**Exercise aim**
Pick out each line of the records in which the word "church" appears.

**Recorded information**
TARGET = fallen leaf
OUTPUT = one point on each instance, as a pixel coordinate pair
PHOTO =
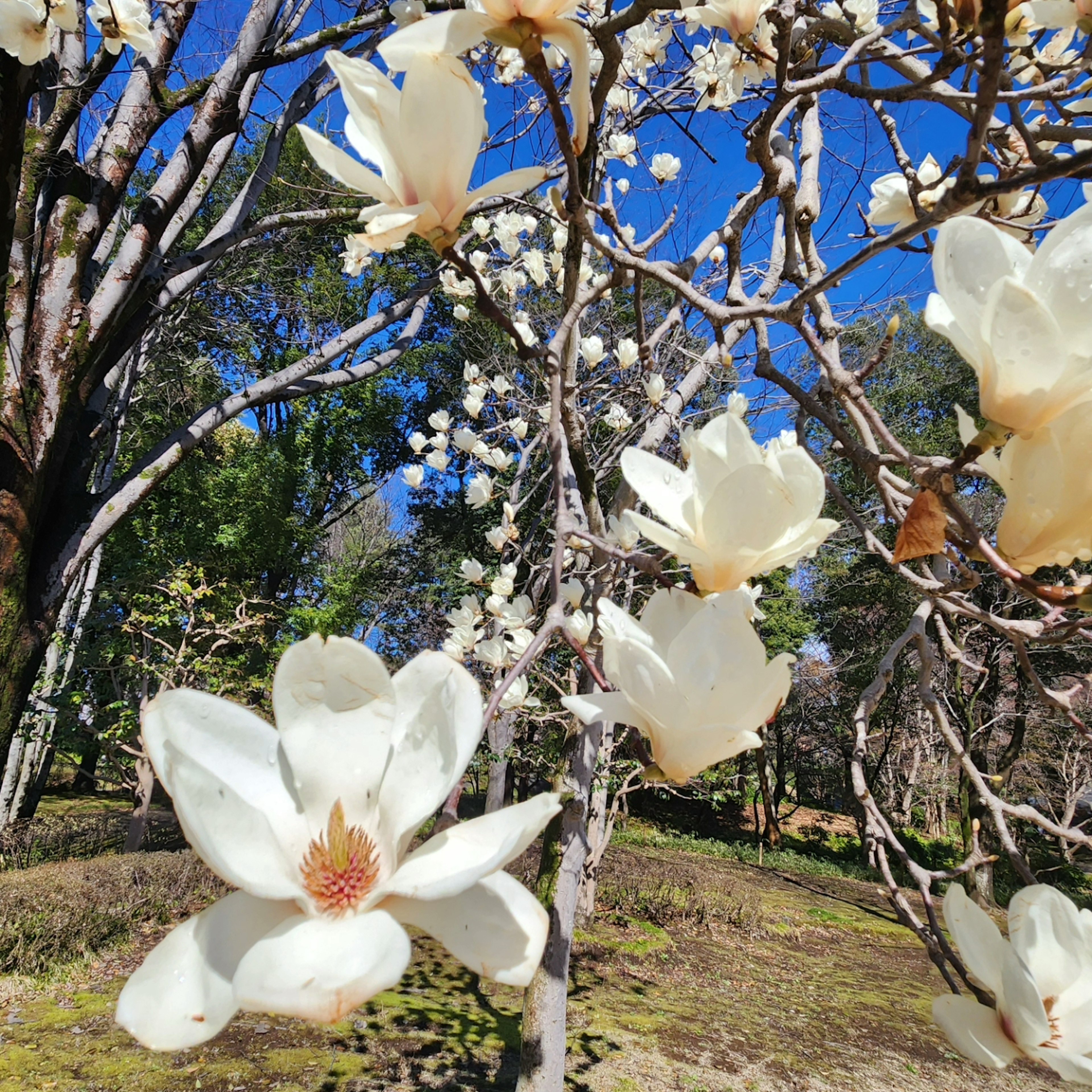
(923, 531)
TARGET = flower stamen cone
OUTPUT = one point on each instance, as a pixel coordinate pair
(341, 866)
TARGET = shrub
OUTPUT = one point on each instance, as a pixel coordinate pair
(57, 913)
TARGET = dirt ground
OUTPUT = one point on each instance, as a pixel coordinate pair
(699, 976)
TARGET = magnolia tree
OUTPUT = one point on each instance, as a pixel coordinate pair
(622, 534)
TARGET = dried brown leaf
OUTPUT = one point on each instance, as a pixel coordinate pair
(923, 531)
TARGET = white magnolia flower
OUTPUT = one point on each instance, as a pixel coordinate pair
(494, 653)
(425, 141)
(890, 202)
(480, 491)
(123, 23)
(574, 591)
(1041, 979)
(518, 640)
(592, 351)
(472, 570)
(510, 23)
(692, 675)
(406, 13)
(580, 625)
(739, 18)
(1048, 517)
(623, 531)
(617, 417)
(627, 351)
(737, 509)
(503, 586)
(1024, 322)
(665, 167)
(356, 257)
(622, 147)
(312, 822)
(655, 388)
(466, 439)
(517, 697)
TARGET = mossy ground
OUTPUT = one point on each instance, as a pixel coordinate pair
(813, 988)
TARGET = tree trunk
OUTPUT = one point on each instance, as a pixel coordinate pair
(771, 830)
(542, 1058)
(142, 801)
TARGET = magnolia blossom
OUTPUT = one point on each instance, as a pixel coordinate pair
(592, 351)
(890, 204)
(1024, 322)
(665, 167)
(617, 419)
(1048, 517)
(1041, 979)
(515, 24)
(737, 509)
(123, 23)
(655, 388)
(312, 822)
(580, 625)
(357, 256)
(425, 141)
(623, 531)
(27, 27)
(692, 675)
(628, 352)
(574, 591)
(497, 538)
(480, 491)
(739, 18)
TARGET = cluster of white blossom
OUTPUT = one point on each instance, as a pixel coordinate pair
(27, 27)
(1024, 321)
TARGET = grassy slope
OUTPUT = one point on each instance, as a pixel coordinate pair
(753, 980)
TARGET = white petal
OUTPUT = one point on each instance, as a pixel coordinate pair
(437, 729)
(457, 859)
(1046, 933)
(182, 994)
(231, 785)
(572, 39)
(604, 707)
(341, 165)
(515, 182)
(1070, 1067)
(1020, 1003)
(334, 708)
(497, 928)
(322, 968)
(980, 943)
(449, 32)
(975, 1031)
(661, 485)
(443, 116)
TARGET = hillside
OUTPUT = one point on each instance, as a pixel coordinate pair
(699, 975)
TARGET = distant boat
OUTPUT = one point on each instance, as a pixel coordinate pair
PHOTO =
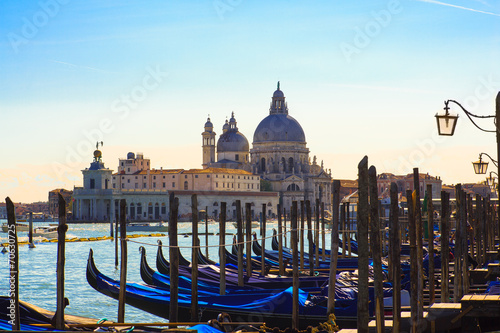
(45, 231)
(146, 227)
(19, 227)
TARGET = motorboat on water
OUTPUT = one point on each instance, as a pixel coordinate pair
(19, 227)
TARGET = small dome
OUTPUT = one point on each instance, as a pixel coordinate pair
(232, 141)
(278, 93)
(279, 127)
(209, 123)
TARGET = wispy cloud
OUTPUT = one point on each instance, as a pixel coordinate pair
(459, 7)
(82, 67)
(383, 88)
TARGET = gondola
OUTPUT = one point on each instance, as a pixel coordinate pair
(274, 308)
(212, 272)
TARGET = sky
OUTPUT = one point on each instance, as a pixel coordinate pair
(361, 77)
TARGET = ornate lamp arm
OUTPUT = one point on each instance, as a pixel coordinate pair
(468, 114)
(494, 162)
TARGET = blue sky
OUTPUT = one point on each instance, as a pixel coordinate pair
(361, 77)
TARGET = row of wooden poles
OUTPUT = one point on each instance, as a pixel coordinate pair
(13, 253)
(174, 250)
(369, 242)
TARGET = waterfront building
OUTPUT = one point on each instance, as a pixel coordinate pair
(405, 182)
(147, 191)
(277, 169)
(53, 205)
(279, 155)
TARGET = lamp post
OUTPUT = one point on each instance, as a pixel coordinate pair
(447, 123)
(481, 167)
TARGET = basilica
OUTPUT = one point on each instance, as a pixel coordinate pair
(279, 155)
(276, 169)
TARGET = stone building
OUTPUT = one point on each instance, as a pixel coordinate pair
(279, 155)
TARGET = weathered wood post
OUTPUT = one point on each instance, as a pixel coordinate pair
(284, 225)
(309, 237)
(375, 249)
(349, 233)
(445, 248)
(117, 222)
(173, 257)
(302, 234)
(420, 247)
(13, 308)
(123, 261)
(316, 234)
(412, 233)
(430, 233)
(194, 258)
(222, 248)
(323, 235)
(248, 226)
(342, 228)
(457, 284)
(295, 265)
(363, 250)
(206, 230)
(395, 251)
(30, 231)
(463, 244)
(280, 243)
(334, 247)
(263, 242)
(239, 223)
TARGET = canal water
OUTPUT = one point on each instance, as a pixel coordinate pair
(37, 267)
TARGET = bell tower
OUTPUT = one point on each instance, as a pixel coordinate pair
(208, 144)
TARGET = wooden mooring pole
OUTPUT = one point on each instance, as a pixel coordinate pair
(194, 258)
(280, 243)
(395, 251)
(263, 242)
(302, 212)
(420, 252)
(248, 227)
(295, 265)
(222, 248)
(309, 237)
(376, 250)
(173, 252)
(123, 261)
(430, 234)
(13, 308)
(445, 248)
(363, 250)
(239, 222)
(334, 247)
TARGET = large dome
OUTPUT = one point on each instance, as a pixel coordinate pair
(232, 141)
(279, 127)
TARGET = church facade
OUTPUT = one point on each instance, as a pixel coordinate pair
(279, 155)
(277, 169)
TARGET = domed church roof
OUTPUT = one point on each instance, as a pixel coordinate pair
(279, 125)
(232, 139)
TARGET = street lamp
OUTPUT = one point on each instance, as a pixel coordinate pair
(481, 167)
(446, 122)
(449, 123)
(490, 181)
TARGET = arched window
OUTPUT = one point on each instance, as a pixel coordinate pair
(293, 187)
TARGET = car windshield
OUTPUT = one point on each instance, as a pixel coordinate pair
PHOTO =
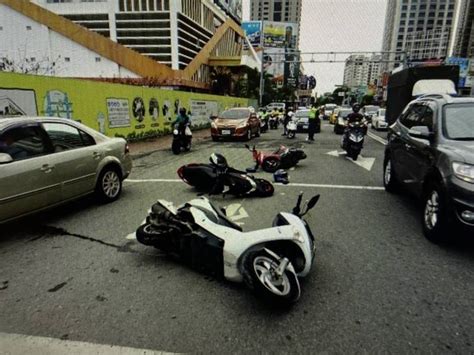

**Solved problem**
TARGET = church facade
TARGET = domed church roof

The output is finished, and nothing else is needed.